Your objective: Carry on the text about sources of household water waste and leaks, picking up right after its last sentence.

Text block:
==============================
The causes of cracks and breaks in water lines range from old age to tree roots and animals that burrow underground.
How to fix it
This isn’t something you’re going to be able to fix yourself, but you can check to see if it’s the likely problem. Shut off all the water following the process described above (see What to Do if You Think You Have a Leak). If your meter continues to run, chances are you have a water line or irrigation line leak.
10. Irrigation Systems
The EPA estimates that outdoor water use in the U.S. accounts for around 9 billion gallons of water every day. Most of this is used for landscape irrigation and it doesn’t take leaks into account.
If an irrigation line is leaking, you will follow the same procedure described for water line leaks. But irrigation systems sometimes have other problems that waste water. Sprinkler heads can break and sprinkler valves can stick. Maybe your irrigation timer isn’t properly programmed causing the sprinklers to come on too often and/or for too long.
How to fix it
Check all the working parts of your irrigation system and replace anything that’s broken. If necessary, reprogram the timer.
11. Water Powered Sump Pumps
Sump pumps with water-powered backup are considered by some to be a must-have if you have a basement and a high water table. It’s what you use to keep the basement free from groundwater. The problem is that they waste a lot of water and are not always strong enough to power the pump.
How to fix it
Use a battery backup electric pump instead.
12. Faulty Meters
Water meters can be faulty. In 2017, Florida Today reported that Hollywood was going to have to replace more than $8 million worth of failing water meters less than a decade after they were installed. So, if you’ve checked for leaks and other problems, and don’t think there are any, your next assumption might be that your meter is faulty.
==============================
Stored entries from a collection:
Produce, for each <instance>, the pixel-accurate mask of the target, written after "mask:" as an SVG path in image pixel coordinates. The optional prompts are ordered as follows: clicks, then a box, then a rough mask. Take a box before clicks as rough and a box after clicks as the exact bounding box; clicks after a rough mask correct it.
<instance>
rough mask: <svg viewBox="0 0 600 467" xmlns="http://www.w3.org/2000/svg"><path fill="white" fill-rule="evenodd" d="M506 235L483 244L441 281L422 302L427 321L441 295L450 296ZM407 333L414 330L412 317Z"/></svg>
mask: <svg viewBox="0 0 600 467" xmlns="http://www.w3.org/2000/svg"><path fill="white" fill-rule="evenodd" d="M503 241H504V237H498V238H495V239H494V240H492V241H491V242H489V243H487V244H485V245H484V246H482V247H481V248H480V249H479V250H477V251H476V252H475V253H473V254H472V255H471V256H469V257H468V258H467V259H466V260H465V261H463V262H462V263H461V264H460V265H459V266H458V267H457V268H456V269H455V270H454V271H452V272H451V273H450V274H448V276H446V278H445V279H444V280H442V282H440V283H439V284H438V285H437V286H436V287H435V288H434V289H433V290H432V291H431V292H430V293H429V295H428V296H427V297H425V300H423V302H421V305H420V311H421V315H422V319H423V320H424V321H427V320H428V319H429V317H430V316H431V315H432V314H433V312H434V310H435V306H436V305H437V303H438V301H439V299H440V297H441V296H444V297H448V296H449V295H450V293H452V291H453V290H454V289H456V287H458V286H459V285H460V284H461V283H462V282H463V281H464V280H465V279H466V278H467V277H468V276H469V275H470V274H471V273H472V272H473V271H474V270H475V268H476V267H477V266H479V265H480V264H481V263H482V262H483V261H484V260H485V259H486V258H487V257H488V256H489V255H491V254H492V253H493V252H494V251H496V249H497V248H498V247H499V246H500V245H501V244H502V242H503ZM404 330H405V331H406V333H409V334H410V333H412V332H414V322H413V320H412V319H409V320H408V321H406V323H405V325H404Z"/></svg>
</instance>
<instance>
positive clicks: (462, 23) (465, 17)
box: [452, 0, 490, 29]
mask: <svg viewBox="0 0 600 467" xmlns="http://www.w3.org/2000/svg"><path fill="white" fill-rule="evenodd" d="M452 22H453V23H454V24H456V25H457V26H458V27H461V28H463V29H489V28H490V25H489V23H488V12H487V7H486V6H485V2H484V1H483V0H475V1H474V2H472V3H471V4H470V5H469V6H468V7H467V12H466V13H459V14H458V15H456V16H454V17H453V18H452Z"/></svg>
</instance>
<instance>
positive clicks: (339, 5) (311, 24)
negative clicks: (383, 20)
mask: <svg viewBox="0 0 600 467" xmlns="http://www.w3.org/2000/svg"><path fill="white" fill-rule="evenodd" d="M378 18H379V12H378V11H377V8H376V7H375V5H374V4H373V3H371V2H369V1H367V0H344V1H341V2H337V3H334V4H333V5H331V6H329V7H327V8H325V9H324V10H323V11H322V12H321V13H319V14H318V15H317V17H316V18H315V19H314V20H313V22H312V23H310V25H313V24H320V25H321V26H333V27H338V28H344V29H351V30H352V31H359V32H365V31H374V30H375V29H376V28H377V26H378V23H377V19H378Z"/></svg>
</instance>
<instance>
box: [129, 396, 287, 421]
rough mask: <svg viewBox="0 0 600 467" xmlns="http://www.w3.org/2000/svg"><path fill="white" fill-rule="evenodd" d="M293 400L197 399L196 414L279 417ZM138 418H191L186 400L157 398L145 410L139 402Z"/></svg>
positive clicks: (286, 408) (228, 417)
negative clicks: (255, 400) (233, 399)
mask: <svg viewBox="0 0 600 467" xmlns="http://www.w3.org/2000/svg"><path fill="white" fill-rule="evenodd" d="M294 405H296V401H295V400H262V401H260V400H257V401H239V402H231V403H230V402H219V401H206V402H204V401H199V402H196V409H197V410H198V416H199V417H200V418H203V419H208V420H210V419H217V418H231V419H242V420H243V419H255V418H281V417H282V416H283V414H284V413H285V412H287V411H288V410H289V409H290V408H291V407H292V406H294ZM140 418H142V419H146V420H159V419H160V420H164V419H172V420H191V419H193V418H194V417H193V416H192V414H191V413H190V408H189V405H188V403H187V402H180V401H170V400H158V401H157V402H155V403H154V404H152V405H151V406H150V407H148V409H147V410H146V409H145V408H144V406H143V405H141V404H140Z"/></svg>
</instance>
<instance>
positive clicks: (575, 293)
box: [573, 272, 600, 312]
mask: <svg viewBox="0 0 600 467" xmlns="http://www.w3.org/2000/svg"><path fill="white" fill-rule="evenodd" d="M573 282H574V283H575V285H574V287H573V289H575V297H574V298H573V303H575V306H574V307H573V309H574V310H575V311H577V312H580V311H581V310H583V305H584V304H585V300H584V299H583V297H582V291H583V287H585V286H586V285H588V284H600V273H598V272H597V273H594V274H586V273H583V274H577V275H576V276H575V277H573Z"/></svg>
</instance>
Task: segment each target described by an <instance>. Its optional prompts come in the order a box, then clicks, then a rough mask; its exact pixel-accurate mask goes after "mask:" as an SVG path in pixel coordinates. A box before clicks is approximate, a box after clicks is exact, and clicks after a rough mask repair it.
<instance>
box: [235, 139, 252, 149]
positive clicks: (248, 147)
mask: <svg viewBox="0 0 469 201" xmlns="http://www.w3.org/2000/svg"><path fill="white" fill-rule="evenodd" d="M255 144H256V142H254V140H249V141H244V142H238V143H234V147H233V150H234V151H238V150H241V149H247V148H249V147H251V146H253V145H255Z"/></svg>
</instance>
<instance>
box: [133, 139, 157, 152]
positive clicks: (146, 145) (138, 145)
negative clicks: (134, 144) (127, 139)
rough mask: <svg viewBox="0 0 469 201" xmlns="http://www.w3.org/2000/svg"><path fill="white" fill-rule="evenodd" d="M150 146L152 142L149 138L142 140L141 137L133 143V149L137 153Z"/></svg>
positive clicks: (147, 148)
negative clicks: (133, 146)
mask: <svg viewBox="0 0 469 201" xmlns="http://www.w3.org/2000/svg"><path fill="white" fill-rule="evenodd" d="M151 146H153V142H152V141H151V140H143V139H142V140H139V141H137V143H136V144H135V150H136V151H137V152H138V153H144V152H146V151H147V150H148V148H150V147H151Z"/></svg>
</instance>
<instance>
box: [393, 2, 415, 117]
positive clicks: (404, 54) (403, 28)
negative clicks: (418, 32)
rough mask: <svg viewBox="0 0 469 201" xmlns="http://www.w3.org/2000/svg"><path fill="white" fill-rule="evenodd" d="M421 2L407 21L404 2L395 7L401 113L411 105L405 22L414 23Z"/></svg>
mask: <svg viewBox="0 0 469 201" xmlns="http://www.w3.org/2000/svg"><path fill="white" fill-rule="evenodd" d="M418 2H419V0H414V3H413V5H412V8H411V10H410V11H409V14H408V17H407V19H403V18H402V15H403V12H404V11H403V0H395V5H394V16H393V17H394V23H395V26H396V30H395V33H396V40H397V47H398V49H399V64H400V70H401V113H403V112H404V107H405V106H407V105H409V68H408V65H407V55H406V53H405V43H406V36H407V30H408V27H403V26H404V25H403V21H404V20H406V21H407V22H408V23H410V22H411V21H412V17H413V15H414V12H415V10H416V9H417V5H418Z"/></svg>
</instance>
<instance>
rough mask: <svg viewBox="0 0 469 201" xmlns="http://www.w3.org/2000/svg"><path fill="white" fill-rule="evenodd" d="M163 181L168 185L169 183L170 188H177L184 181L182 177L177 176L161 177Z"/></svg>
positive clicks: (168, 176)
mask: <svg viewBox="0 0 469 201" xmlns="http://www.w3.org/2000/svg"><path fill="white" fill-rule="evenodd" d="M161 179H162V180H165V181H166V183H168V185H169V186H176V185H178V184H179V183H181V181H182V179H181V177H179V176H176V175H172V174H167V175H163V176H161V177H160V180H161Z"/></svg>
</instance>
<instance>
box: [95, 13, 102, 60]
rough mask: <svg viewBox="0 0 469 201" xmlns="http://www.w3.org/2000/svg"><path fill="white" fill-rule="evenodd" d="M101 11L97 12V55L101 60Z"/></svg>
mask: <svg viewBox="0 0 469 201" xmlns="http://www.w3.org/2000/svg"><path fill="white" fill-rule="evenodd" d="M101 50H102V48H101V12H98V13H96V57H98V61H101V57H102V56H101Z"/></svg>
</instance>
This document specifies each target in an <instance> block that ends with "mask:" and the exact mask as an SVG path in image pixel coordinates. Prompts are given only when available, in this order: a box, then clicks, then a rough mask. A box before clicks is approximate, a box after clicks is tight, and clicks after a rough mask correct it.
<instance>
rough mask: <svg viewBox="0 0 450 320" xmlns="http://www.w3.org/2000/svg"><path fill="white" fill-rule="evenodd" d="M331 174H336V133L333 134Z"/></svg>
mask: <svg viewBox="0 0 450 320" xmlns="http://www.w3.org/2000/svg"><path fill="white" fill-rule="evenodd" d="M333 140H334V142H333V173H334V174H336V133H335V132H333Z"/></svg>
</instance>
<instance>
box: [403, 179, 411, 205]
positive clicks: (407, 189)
==============================
Response:
How to fix it
Your meter is the responsibility of your water company. If you doubt its accuracy, get them to inspect it. Otherwise, consult with a professional technician that can perform a meter test for you.
High water bills have many causes, some of which we never determine.
Leaks can waste hundreds of gallons of water before they are detected. And water-related equipment, including appliances, fixtures, and various household fittings, gets old and worn out, just like the U.S. water infrastructure. We need to maintain, fix, and replace stuff when it starts to cost us money unnecessarily – in the form of high water bills.
Even if you don’t have an unusually high water bill, it’s a good idea to do regular checks for leaks. It should be a routine part of your home maintenance program. If and when you find them, it’s a no-brainer to fix them.
If you get an unusually high water bill, question it. Do some digging and use our list of common causes of high water bills to see if you can identify the culprit.
If you can’t find the cause, report the problem to your utility company or apply to your city for a high-water-use credit. If specific conditions are met, most cities will reduce water bills based on past usage.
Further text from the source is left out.